-- SOURCE EXCERPT --

** Start **

With help from a Career Internship Award, media and information major Michael Cauchi was able to pursue a once-in-a-lifetime opportunity interning with a nationally televised talk show in Los Angeles, Calif.
Cauchi, a senior from Novi, Mich., spent this past summer working as a Control Room Intern at “Conan,” an hour-long, late-night talk show hosted by Conan O’Brien that airs four days a week on TBS.
“It was my goal to spend the summer working in L.A., and I could not think of a more fun place to do that than ‘Conan,’” Cauchi said. “The money from the internship award was helpful because it took some of the pressure off my credits, travel and living expenses. This was essential because it allowed me to take advantage of this amazing opportunity and not worry about the cost as much.”
As a Control Room Intern, Cauchi assisted the director and crew in the daily production of the show.
“I loved everything about working at ‘Conan.’ I handled scripts, run downs, timing out song, and doing anything else that would come up throughout the day,” he said. “I was so excited to go to work everyday. It was cool to be on the Warner Brothers lot and see what was going on in the center of the film industry. It also was great to be sitting behind the director everyday learning from him and his experience.”
After he graduates in May, Cauchi would like to work in a control room, something his “Conan” internship has helped prepare him for.

** End **

-- DATA PROVIDED --
** Start **

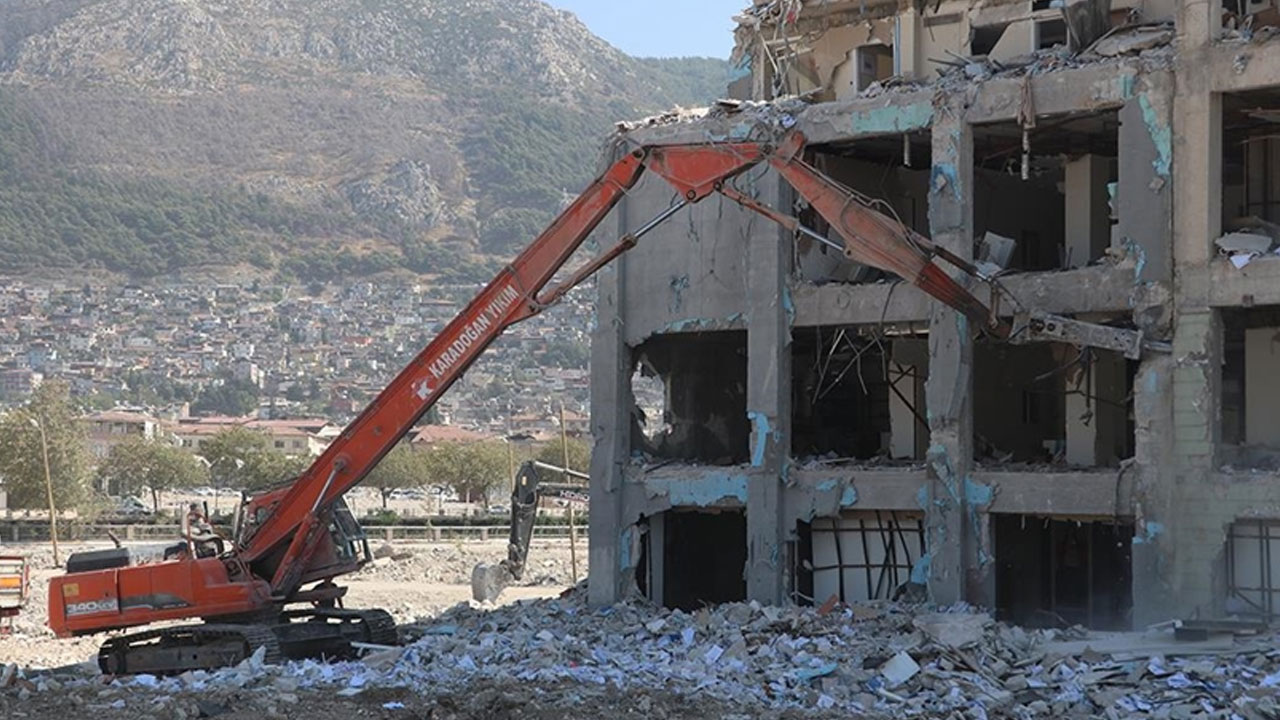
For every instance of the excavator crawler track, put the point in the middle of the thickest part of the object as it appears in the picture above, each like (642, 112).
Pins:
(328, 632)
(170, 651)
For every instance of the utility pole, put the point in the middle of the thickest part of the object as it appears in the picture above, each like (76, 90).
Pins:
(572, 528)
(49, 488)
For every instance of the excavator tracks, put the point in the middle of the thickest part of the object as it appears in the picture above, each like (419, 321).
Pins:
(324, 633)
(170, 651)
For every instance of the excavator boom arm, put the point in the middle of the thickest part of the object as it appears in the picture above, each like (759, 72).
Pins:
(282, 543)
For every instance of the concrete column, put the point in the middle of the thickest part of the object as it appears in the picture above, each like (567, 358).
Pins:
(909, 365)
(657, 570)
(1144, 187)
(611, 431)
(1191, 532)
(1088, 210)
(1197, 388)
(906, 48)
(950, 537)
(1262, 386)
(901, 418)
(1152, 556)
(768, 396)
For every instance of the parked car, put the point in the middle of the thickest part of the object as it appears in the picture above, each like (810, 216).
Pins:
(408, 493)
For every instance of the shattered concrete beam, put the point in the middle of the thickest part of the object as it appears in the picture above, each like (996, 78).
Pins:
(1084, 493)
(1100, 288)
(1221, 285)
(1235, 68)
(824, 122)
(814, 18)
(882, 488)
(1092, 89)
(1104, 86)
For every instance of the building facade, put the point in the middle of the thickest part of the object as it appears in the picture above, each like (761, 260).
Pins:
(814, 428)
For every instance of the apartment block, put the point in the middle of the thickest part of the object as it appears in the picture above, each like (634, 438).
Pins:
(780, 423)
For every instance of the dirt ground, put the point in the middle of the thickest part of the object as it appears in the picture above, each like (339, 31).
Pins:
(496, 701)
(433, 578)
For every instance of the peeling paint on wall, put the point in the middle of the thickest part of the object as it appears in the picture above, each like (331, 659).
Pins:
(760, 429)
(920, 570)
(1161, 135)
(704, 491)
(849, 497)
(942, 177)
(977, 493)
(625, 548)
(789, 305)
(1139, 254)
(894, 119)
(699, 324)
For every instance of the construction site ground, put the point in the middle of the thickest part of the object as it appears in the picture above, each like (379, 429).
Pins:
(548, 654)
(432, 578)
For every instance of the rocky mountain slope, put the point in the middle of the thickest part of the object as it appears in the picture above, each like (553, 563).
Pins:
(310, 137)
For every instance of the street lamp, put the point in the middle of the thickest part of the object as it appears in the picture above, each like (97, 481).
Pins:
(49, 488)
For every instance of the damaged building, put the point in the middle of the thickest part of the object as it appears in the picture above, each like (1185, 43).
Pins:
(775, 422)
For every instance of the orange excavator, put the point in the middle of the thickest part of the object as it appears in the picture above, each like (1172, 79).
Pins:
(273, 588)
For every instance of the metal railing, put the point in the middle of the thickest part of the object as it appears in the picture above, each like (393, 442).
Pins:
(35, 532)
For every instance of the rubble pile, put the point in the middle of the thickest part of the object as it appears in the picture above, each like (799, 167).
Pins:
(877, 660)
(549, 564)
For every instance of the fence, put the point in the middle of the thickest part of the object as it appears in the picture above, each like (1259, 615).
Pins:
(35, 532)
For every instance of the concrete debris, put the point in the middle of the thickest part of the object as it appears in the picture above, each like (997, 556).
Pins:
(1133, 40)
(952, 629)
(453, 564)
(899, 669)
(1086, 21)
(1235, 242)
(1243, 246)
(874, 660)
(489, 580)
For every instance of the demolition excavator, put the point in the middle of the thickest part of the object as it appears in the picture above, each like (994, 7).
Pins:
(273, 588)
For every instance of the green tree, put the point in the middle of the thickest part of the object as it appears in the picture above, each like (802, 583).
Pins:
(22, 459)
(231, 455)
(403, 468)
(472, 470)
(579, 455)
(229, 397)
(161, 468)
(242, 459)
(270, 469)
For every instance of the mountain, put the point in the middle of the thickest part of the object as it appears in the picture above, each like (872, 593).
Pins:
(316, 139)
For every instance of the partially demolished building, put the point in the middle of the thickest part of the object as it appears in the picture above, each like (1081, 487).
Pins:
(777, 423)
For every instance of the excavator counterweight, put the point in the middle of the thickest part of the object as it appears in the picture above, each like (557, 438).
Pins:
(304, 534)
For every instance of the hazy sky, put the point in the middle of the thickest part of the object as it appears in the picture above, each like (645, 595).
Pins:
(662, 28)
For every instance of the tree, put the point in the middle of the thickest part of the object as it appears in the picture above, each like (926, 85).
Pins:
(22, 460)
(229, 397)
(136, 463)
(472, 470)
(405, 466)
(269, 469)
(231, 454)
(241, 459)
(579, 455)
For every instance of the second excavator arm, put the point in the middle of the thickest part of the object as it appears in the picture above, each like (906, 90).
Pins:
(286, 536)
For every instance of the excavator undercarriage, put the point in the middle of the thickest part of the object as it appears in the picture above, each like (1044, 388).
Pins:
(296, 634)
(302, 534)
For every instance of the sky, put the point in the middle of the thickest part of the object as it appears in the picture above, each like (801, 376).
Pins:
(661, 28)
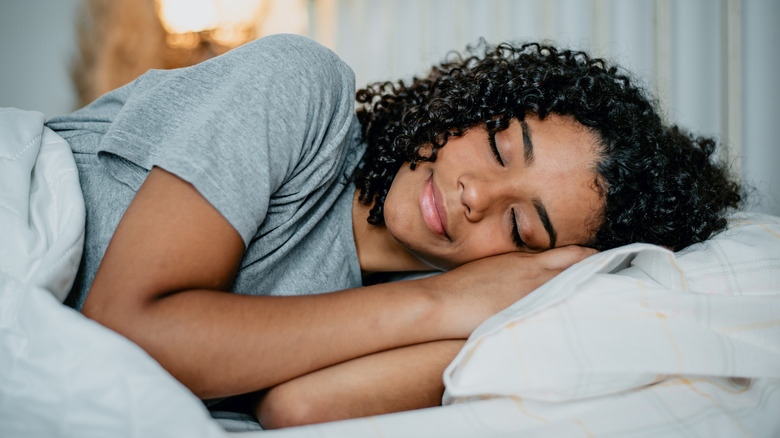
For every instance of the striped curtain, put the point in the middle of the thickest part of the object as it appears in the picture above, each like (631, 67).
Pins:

** End **
** Start **

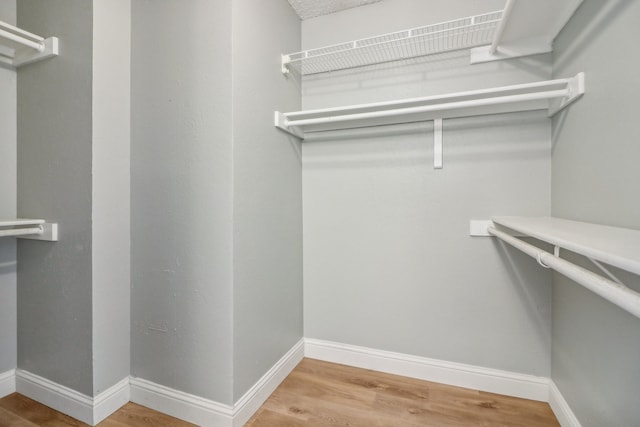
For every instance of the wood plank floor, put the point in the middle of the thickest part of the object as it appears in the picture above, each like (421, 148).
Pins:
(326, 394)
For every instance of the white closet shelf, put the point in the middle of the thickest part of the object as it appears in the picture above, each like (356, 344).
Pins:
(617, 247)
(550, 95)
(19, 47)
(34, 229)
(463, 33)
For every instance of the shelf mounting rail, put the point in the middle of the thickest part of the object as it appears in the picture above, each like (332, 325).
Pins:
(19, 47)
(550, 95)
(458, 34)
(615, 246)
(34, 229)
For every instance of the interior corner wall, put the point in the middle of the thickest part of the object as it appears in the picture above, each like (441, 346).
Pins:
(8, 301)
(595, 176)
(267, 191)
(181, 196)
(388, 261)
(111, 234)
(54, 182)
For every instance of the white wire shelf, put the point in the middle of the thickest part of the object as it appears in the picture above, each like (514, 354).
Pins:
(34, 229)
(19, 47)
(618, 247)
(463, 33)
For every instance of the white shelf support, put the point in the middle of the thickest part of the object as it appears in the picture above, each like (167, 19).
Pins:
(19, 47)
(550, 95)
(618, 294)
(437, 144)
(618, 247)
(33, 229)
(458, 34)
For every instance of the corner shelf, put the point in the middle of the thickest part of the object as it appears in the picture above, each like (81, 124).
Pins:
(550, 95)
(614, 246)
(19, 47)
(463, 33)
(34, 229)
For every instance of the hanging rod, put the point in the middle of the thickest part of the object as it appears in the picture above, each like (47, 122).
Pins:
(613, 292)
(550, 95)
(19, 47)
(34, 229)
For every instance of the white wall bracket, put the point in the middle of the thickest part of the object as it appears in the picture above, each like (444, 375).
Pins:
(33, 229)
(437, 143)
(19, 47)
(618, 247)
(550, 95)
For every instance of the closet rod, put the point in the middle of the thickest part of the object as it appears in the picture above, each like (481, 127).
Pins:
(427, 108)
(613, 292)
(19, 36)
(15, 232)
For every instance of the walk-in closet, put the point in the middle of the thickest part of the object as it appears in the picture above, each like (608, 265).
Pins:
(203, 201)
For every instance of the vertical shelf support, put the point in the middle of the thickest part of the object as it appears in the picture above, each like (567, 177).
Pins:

** End **

-- TASK INSTRUCTIONS --
(a) How would you sum up the internship article above in two sentences?
(b) Based on the internship article above:
(i) On which network does "Conan" air?
(ii) Whom did Cauchi assist as a Control Room Intern?
(iii) In what month is Cauchi set to graduate?
(c) Can you write out the passage of the internship article above starting at "Cauchi, a senior" and ending at "week on TBS."?

-- COMPLETE ANSWERS --
(a) Michael Cauchi, a media and information major, used a Career Internship Award to spend the summer as a Control Room Intern at "Conan" in Los Angeles, which eased his credit, travel and living costs. There he assisted the director and crew with daily production, and after graduating in May he would like to work in a control room.

(b)
(i) TBS
(ii) The director and crew
(iii) May

(c)
Cauchi, a senior from Novi, Mich., spent this past summer working as a Control Room Intern at “Conan,” an hour-long, late-night talk show hosted by Conan O’Brien that airs four days a week on TBS.